> _TEXT EXTRACT_
>>>
My second concern is over the engagement of younger people. The polling evidence is that they may be less likely to vote, despite being broadly more pro-European than their parents and grandparents. As someone who teaches and trains a great many people who early in their professional careers, I can confirm that this nightmare scenario is borne out anecdotally. Chatting to people who were born in the early 90s, I sense only a vague awareness of the issues and a general sense of apathy.

It may be that the campaign will come to life in the coming weeks, but at the moment, I feel it is far more an obsession of the media elite than it is a preoccupation of ordinary people on the ground. How many posters are in windows and how many conversations are happening in pubs, gyms, supermarkets and around the kitchen table?

At this point, I don’t think we can discount the possibility of a narrow win for the Brexiters, particularly if the turnout doesn’t head far north of 50%. So it’s time to start preparing for the consequences – not just for the UK, but also for the EU as a whole.
One of the weirder aspects of the debate, whether we’re listening to ‘Remain’ or ‘Leave’, is the belief that the June 23rd referendum is really just a matter for us.

It’s not.
If the UK voted to quit, the seismic shock to the wider union would clearly be at the upper end of the political Richter scale.

First and foremost, it would reignite the debate over the future of the Eurozone. If it’s possible for a major nation state to leave the EU as a whole, why should any country feel obliged to remain a part of the struggling (albeit moderately stabilised) single currency? The danger would move from the so-called ‘peripheral’ countries of Portugal, Ireland and Greece, which managed to hang on to Euro membership by the skin of their teeth, to major powers such as France, Italy and Germany, where there has been increasing disillusionment with the European project.
We may end up with a domino effect, as anti-EU factions of both left and right continue to gain ground across Europe. And while the initial clashes might be over the membership and operation of the single currency, it would all too quickly spill over into a discussion of EU membership as a whole.
<<<
> _SUPPLIED INFORMATION_
>>>
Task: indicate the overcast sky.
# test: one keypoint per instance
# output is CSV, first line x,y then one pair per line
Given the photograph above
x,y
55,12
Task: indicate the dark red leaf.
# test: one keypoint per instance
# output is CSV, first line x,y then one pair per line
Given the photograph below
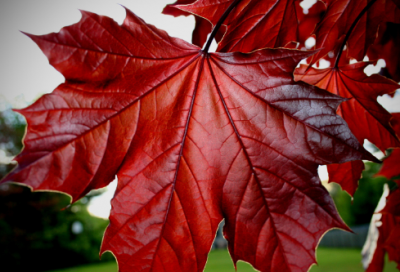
x,y
387,47
202,26
341,14
193,138
346,174
307,22
364,115
253,24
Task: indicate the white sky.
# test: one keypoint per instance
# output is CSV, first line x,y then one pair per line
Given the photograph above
x,y
24,70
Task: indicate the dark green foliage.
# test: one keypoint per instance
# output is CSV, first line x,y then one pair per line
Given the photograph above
x,y
36,230
359,210
12,128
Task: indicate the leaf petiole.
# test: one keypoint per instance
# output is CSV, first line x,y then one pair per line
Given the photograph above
x,y
367,7
218,25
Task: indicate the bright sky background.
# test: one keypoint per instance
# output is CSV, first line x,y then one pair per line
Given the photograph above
x,y
24,70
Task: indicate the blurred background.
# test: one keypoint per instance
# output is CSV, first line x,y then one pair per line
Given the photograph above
x,y
41,231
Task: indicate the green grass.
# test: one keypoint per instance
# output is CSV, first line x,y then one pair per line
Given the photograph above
x,y
329,260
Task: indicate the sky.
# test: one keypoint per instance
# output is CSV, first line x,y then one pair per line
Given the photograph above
x,y
24,70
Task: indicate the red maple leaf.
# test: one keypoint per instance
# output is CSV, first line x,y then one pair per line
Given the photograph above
x,y
307,22
193,138
338,19
202,26
275,21
364,115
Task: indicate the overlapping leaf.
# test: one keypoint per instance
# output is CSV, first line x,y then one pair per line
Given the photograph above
x,y
202,27
253,24
383,235
193,138
365,117
390,168
387,47
308,22
337,21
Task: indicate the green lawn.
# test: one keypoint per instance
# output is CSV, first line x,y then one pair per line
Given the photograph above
x,y
329,259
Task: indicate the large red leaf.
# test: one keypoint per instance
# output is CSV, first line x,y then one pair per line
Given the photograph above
x,y
193,138
202,26
253,24
364,115
308,22
387,47
346,174
390,167
337,21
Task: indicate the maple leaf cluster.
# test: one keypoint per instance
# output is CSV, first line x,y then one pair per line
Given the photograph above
x,y
197,137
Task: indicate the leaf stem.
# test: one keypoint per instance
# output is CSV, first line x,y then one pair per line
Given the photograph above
x,y
218,25
351,30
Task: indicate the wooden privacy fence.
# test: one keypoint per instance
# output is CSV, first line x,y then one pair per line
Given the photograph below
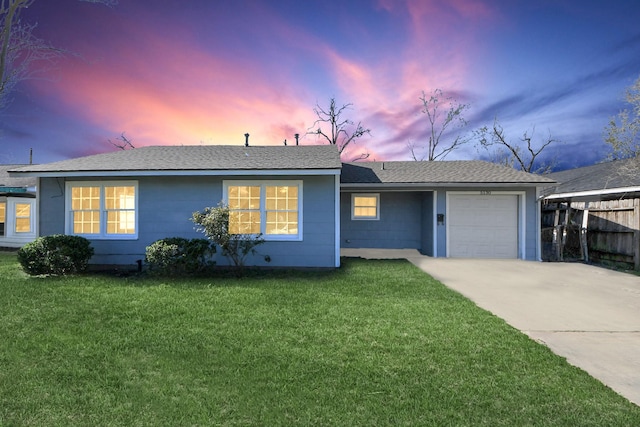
<<<
> _WHAT TO WORK ON_
Write out the passage of the Brexit referendum commentary starting at "It may be that" and ending at "matter for us.". The lines come from a separate source unrelated to the text.

> _SOLUTION BELOW_
It may be that the campaign will come to life in the coming weeks, but at the moment, I feel it is far more an obsession of the media elite than it is a preoccupation of ordinary people on the ground. How many posters are in windows and how many conversations are happening in pubs, gyms, supermarkets and around the kitchen table?

At this point, I don’t think we can discount the possibility of a narrow win for the Brexiters, particularly if the turnout doesn’t head far north of 50%. So it’s time to start preparing for the consequences – not just for the UK, but also for the EU as a whole.
One of the weirder aspects of the debate, whether we’re listening to ‘Remain’ or ‘Leave’, is the belief that the June 23rd referendum is really just a matter for us.